Tu objetivo ▸ Transcribe sin cambios, del fragmento sobre el albergue de Tordesillas, el tramo que va desde "Pero el arte" hasta "convertidos en sonidos.".

Pero el arte no viajaba solo. Su
compañero de camino, Jarig, resultó ser músico, y no cualquier músico, sino un
apasionado de las melodías tradicionales, un alma afinada a las notas antiguas
que también resuenan en mi propia memoria. Al intercambiar impresiones sobre
nuestras afinidades musicales, surgió de forma natural un intercambio de
materiales: grabaciones, partituras, recuerdos convertidos en sonidos.
Mientras las notas flotaban en el aire, como si el albergue se transformara en una sala de conciertos sin muros, Anne-Marie se sumó con una coreografía tan personal como expresiva, danzando con gracia en un rincón del comedor. Su cuerpo se movía al ritmo de las flautas, y por un momento, todos los ruidos del día —el cansancio de las mochilas, las ampollas, el sudor, los kilómetros— desaparecieron.
Allí, en ese humilde albergue de
Tordesillas, se conjuraron la música, la pintura y la danza, y se convirtieron
en un regalo inesperado, un momento de comunión que difícilmente olvidaré de
estos dos peregrinos franceses. Fue una lección silenciosa sobre lo que puede
ser el Camino: una vía de encuentro, de expresión, de humanidad compartida.

Material mostrado ▸
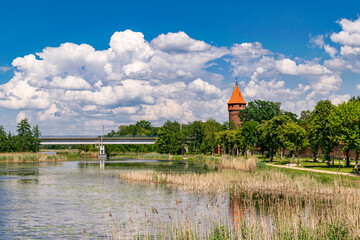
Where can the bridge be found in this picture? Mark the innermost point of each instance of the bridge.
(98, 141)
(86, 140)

==

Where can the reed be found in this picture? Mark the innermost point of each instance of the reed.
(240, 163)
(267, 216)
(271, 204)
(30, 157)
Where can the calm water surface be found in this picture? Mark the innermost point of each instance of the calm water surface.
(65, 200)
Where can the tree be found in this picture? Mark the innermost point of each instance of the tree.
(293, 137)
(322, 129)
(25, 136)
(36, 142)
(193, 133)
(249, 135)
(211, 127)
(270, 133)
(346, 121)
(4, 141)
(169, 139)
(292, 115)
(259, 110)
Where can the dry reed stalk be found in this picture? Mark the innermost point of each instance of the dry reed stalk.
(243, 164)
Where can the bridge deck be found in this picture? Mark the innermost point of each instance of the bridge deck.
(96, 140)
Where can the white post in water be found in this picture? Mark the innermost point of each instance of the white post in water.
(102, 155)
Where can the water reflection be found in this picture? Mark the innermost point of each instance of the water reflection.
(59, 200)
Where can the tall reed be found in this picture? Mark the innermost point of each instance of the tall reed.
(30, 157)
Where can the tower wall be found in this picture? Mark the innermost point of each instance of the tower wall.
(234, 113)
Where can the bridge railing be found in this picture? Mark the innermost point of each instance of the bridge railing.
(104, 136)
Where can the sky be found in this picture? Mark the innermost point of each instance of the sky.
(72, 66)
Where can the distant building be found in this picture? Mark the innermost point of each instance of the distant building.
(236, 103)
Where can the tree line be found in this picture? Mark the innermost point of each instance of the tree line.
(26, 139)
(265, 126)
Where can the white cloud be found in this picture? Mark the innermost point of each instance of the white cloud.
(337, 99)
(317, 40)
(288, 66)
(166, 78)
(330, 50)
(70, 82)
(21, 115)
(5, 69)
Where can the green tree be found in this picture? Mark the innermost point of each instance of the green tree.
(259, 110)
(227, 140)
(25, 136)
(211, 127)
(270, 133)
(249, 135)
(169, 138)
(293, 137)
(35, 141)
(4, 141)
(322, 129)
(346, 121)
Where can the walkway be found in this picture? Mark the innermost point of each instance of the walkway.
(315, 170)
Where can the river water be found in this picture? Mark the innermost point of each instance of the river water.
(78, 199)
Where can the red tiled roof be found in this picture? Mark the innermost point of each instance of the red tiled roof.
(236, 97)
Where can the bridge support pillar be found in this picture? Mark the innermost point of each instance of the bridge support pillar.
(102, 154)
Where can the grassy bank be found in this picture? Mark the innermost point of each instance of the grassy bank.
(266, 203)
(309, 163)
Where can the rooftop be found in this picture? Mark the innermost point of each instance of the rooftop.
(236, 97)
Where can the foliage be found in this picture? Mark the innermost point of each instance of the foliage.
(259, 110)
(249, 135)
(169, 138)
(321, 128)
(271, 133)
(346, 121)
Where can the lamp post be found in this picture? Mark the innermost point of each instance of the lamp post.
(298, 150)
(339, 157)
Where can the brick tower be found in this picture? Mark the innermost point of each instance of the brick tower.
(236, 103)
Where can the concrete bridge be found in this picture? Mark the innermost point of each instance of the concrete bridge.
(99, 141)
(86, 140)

Salida completa ▸
Pero el arte no viajaba solo. Su
compañero de camino, Jarig, resultó ser músico, y no cualquier músico, sino un
apasionado de las melodías tradicionales, un alma afinada a las notas antiguas
que también resuenan en mi propia memoria. Al intercambiar impresiones sobre
nuestras afinidades musicales, surgió de forma natural un intercambio de
materiales: grabaciones, partituras, recuerdos convertidos en sonidos.